▸ **Instructions for the task**
All of the data that follows needs to be printed again, exactly as it reads.
-------- Exercise input --------
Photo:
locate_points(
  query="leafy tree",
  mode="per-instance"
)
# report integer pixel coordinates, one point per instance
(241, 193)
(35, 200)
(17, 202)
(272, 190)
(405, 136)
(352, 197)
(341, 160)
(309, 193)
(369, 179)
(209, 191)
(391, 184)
--------
▸ **Solution to this problem**
Photo:
locate_points(
  query="leafy tree",
  mode="per-instance"
)
# report integer pixel coordinates, one point per instance
(241, 193)
(35, 200)
(17, 202)
(272, 190)
(405, 136)
(352, 197)
(341, 160)
(309, 193)
(369, 179)
(209, 191)
(391, 184)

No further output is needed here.